Output the listing below, keeping each line exactly as it stands.

## Entries supplied
-------------------------

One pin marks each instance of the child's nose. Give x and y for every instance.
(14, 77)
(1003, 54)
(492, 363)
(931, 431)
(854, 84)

-------------------------

## Exercise result
One pin marks each instance of the child's nose. Give x and y for every instance.
(14, 77)
(1003, 54)
(492, 363)
(931, 431)
(854, 84)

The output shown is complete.